▶ **Extrait à lire**
================================
Les cauchemars sont des rêves accompagnés de fortes émotions négatives survenant durant la phase de sommeil paradoxal. Les cliniciens les distinguent des simples "mauvais rêves". Contrairement aux cauchemars, ceux-ci semblent avoir une fonction utile en favorisant l’assimilation et la régulation des émotions.
Les scientifiques opèrent également une distinction entre cauchemars traumatiques - liés à un état de stress post-traumatique - et cauchemars sans origine traumatique, a indiqué jeudi l'Université de Genève (UNIGE) dans un communiqué.
Selon la Classification internationale des troubles du sommeil, cauchemarder devient pathologique lorsque ces rêves se répètent plus d'une fois par semaine et ont un impact diurne, fatigue, anxiété, baisse de moral ou flashbacks. On parle alors de "maladie des cauchemars", un motif de consultation toujours plus fréquent.
Traiter les cauchemars
Pour traiter ce trouble, la thérapie par répétition d’imagerie mentale (IRT) est fréquemment utilisée. Cette technique de restructuration cognitive consiste à imaginer quotidiennement, durant cinq à dix minutes, des issues alternatives et positives aux scénarios des cauchemars.
"À partir de deux semaines de pratique, il a été démontré que la fréquence des cauchemars diminue", indique Lampros Perogamvros, privat-docent au Département des neurosciences fondamentales de l’UNIGE et chef de clinique au Centre de médecine du sommeil des Hôpitaux universitaires de Genève (HUG), cité dans le communiqué.
Cependant, certaines personnes n'y sont pas réceptives. Pour tenter d’y remédier mais aussi d’accélérer le processus de traitement, le Dr Perogamvros et ses collègues ont couplé la thérapie IRT à la méthode de réactivation de mémoire ciblée (TMR).
================================
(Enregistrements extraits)
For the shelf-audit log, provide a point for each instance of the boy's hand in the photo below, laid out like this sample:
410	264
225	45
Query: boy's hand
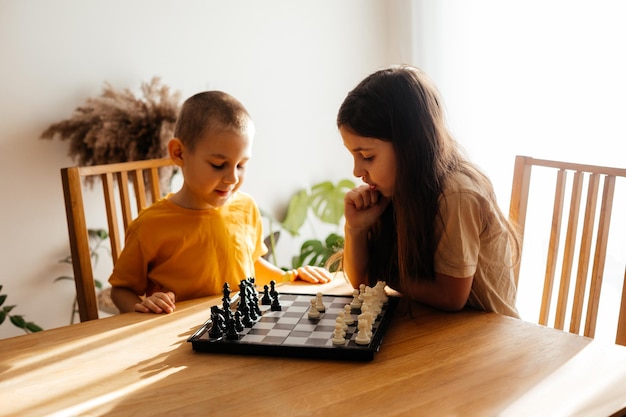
314	274
159	302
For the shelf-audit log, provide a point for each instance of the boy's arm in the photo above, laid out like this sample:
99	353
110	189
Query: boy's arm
126	301
266	272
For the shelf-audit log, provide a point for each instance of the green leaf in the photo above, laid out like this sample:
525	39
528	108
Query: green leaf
63	277
326	200
334	242
99	234
18	321
296	213
312	252
33	327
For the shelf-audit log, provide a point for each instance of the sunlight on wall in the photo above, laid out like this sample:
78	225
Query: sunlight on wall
536	78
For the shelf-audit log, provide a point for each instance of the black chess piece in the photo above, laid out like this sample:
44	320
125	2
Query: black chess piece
231	330
275	303
238	323
266	299
217	323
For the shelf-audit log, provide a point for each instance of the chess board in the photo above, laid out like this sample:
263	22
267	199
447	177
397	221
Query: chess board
290	332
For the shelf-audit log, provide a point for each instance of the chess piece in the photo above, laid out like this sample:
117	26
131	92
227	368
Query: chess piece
341	320
362	337
266	299
313	312
319	304
339	336
275	303
347	316
356	303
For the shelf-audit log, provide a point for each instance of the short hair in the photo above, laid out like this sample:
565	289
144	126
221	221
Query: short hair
208	111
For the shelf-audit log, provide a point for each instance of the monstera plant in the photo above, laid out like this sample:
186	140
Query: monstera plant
324	202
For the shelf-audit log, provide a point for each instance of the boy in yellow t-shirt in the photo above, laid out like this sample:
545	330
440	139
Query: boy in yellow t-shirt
190	243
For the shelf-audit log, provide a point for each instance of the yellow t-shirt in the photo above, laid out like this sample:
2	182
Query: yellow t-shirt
191	252
474	242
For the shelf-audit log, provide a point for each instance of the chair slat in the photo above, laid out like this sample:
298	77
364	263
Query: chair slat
587	253
79	244
519	201
553	247
569	250
140	189
620	339
122	185
584	253
108	188
155	186
597	273
109	175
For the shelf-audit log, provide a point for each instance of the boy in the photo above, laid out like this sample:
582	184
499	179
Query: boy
190	243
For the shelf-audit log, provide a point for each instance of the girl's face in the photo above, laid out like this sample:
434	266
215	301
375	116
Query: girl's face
374	161
215	169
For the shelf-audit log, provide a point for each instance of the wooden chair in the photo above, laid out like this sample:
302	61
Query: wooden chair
145	189
588	249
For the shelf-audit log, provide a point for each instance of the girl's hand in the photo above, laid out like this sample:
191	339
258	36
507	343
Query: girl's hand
159	302
363	206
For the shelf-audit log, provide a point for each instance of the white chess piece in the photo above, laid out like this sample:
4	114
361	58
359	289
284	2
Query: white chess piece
313	312
341	320
362	337
347	316
356	303
320	303
338	336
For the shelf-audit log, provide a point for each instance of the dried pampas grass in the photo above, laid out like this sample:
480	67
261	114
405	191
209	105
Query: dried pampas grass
119	127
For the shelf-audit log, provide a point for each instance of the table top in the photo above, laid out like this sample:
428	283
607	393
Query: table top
431	363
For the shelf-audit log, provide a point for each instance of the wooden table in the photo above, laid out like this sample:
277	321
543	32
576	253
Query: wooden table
432	364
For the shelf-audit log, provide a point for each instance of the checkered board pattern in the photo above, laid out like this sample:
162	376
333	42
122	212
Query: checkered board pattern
290	332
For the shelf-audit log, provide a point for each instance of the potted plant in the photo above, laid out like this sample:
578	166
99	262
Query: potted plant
322	202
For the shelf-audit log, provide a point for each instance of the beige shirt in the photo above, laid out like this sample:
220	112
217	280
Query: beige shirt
475	243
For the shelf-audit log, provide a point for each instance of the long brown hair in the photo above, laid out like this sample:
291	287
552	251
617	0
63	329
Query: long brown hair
401	105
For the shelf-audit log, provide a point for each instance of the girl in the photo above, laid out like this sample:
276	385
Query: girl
427	222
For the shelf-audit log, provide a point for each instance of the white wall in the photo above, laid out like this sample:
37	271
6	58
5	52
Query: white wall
535	77
540	78
291	63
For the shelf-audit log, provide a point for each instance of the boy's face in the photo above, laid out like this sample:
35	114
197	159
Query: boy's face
215	169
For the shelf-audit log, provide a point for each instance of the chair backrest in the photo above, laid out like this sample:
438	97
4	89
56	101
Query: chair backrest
578	253
136	183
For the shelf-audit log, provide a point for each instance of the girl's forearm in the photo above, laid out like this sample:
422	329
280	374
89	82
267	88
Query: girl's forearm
355	256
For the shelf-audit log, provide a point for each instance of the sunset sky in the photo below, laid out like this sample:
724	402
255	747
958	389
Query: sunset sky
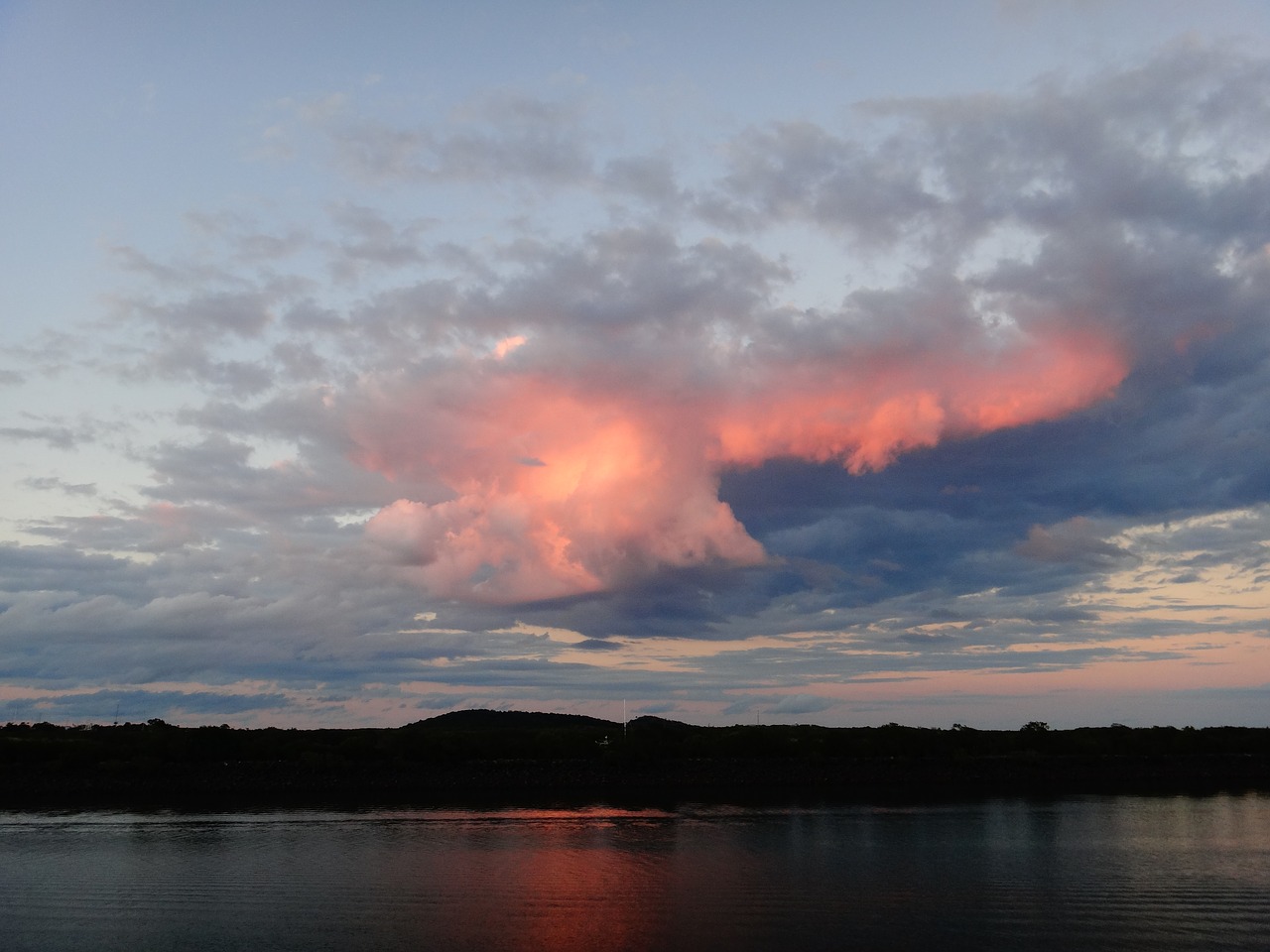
================================
▶ **Consigne**
Répondez, s'il vous plaît, à ces questions sur le texte consacré aux cauchemars.
1. Selon la Classification internationale des troubles du sommeil, à partir de quelle fréquence de répétition cauchemarder devient-il pathologique ?
2. Combien de temps par jour la thérapie IRT consiste-t-elle à imaginer des issues alternatives et positives aux scénarios des cauchemars ?
3. À quelle méthode le Dr Perogamvros et ses collègues ont-ils couplé la thérapie IRT ?

▶ **Réponse attendue**
1. Plus d'une fois par semaine, avec un impact diurne.
2. Cinq à dix minutes.
3. À la méthode de réactivation de mémoire ciblée (TMR).